### [TEXT SECTION]
Locals have similar stories, including that of Khalil Abdul Jamil, a rebel soldier being held prisoner in the capital, Kabul. In a desperate letter to friends, Mr. Jamil told of having blood extracted and begged them to find a Taliban prisoner who could be exchanged for him.

A healthy body contains five litres of blood. One litre can be safely withdrawn, but taking two litres or more, especially in Afghanistan's harsh climate, is almost certainly fatal.

Dr. Atiq said the Taliban also has "doctor-terrorists," physicians so committed to the Taliban they willingly impose pain. He blames the Taliban's ranks of "foreigners" -- Arab and Pakistani religious zealots who see Afghanistan as the purest expression of Islam and are willing to fight to defend it. He says they give the orders.

The Taliban, which fought its way to power in 1996, is a group of radical religious students, or "talibs," who govern according to their strict interpretation of the Islamic faith. But the movement's claim to religious purity is undermined by the abuses committed by its leaders and soldiers in the name of Islam.

The regime has allowed terrorist groups to operate training camps in Afghanistan and continues to give safe haven to Osama bin Laden and his al-Qaeda organization, believed to have staged the Sept. 11 terrorist attacks in New York and Washington.

As well as providing a base to launch atrocities abroad, the Taliban has committed atrocities against Afghans for more than five years. Information gleaned from refugees flowing north to this rebel outpost of mud houses, battered Jeeps and camel caravans paints a chilling panorama of the horror of life under Taliban rule.

The camps are filled with women whose husbands have been killed by the Taliban. Villagers tell of girls as young as 10 being rounded up and taken away by Taliban troops. There are stories of rapes, torture, amputations and executions.

Dr. Atiq knows first-hand what it is like to live under the Taliban. He studied medicine in Kabul and was working at the military hospital there when the Talibs left their refugee camps in Pakistan, where they had developed their hardline philosophy, and overran the city, ousting the mujahedeen government.

His female boss, Dr. Suhella, with whom he had worked as chief of medicine, was forced out when the new regime confined women to their homes, banning them from going to school or working.

It imposed harsh sentences on those who violated its obscure laws, ordering their hands or feet cut off. The severed limbs were hung from trees in Kabul parks to remind people to behave, turning public gathering places into gruesome displays of amputated body parts.

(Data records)
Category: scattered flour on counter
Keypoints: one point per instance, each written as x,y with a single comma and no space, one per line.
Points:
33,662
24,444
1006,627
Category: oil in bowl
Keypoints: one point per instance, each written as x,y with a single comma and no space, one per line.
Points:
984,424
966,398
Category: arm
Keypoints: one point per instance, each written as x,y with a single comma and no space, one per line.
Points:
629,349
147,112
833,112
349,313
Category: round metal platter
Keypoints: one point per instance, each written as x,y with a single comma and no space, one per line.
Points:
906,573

### [REQUIRED TASKS]
#1 Name each person identified by name in the text on Taliban rule.
#2 Answer these questions from the text on Taliban rule:
(a) How many litres of blood does a healthy body contain?
(b) In what year did the Taliban fight its way to power?
(c) Where were the severed limbs hung?

### [LIST OF ANSWERS]
#1
Khalil Abdul Jamil
Dr. Atiq
Osama bin Laden
Dr. Suhella

#2
(a) Five litres.
(b) 1996.
(c) From trees in Kabul parks.